Transcribe verbatim every line from the line containing "Query: single garage door" to the end of the entries, including both endpoints. Output nothing beyond those lines.

== DATA EXTRACT

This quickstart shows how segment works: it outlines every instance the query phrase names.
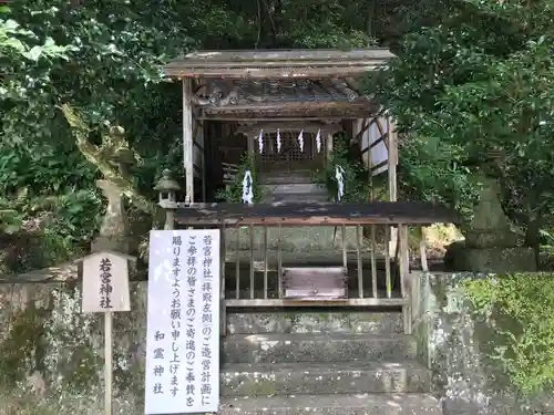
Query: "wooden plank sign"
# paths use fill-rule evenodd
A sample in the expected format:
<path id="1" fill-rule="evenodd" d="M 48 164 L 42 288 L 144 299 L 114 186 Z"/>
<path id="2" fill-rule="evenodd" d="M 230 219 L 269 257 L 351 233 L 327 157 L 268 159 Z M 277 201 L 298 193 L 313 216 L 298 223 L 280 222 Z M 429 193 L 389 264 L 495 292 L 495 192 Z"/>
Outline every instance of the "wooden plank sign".
<path id="1" fill-rule="evenodd" d="M 146 414 L 217 413 L 219 230 L 152 230 Z"/>
<path id="2" fill-rule="evenodd" d="M 82 259 L 83 313 L 130 311 L 129 256 L 96 252 Z"/>

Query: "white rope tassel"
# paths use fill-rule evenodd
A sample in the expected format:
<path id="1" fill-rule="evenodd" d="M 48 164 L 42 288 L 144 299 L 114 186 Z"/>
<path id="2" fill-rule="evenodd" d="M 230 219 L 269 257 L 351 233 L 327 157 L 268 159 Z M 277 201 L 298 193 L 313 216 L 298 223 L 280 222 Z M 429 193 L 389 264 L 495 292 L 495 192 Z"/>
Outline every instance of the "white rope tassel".
<path id="1" fill-rule="evenodd" d="M 259 131 L 258 146 L 259 146 L 259 154 L 264 153 L 264 129 Z"/>
<path id="2" fill-rule="evenodd" d="M 321 153 L 321 129 L 318 129 L 316 134 L 316 147 L 318 154 Z"/>
<path id="3" fill-rule="evenodd" d="M 304 153 L 304 129 L 298 134 L 298 144 L 300 145 L 300 152 Z"/>
<path id="4" fill-rule="evenodd" d="M 335 178 L 337 179 L 337 201 L 345 196 L 345 169 L 340 166 L 335 167 Z"/>
<path id="5" fill-rule="evenodd" d="M 254 203 L 253 181 L 250 170 L 246 170 L 243 179 L 243 204 L 252 205 Z"/>

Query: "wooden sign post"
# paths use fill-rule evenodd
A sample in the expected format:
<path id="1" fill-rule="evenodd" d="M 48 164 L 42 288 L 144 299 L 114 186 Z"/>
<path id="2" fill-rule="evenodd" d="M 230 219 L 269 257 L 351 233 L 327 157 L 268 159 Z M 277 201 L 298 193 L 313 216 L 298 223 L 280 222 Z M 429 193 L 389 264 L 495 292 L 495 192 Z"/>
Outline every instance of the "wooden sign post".
<path id="1" fill-rule="evenodd" d="M 217 229 L 150 232 L 147 415 L 218 412 L 219 238 Z"/>
<path id="2" fill-rule="evenodd" d="M 84 257 L 81 311 L 104 314 L 105 415 L 112 415 L 112 313 L 130 311 L 129 261 L 124 253 L 102 251 Z"/>

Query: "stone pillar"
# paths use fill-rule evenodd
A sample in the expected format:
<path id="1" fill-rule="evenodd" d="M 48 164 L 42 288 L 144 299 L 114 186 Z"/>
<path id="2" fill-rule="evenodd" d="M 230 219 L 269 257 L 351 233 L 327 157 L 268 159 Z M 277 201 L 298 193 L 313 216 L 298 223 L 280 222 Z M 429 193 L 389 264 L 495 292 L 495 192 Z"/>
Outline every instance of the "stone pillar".
<path id="1" fill-rule="evenodd" d="M 129 253 L 129 221 L 123 203 L 123 195 L 110 180 L 96 180 L 96 186 L 107 199 L 106 210 L 100 235 L 93 240 L 93 252 L 110 250 Z"/>

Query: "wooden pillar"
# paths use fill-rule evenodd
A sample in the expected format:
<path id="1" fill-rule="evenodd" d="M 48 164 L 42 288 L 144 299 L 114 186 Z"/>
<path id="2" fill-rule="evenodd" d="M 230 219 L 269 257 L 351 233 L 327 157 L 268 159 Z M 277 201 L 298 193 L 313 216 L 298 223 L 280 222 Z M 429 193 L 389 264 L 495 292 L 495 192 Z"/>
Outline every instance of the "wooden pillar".
<path id="1" fill-rule="evenodd" d="M 331 159 L 332 156 L 332 133 L 328 133 L 326 136 L 326 143 L 325 143 L 325 152 L 326 152 L 326 158 L 325 163 L 328 164 L 329 160 Z"/>
<path id="2" fill-rule="evenodd" d="M 183 165 L 185 167 L 185 203 L 194 203 L 194 131 L 192 80 L 183 80 Z"/>
<path id="3" fill-rule="evenodd" d="M 387 116 L 387 148 L 388 148 L 388 175 L 389 175 L 389 200 L 398 201 L 397 193 L 397 163 L 398 163 L 398 139 L 394 122 Z M 391 228 L 389 240 L 389 256 L 394 258 L 398 247 L 398 228 Z"/>

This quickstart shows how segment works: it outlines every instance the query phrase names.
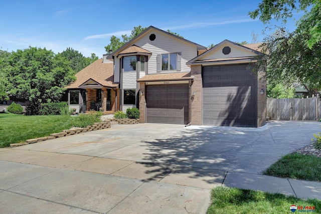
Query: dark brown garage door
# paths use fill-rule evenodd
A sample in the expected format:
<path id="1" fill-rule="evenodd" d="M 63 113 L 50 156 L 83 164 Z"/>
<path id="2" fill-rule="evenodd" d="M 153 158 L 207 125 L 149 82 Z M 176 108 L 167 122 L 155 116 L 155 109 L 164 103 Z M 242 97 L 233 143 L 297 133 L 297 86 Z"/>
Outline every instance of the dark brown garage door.
<path id="1" fill-rule="evenodd" d="M 256 127 L 257 81 L 248 66 L 203 68 L 203 125 Z"/>
<path id="2" fill-rule="evenodd" d="M 188 123 L 189 86 L 166 85 L 146 87 L 147 123 Z"/>

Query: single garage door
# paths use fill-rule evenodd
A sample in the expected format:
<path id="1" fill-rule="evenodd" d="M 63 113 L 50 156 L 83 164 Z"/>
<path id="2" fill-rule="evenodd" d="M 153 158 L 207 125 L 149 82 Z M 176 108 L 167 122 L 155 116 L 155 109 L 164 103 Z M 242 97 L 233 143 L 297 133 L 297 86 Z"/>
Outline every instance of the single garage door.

====

*RESPONSE BELOW:*
Query: single garage door
# paths use fill-rule evenodd
A sample in the expected format:
<path id="1" fill-rule="evenodd" d="M 63 113 L 50 156 L 83 164 Z"/>
<path id="2" fill-rule="evenodd" d="M 153 158 L 207 125 L 149 82 Z M 176 108 L 167 122 L 155 116 L 155 109 L 164 103 Z M 242 97 L 233 143 L 297 133 L 297 86 Z"/>
Outline every instance of the single garage door.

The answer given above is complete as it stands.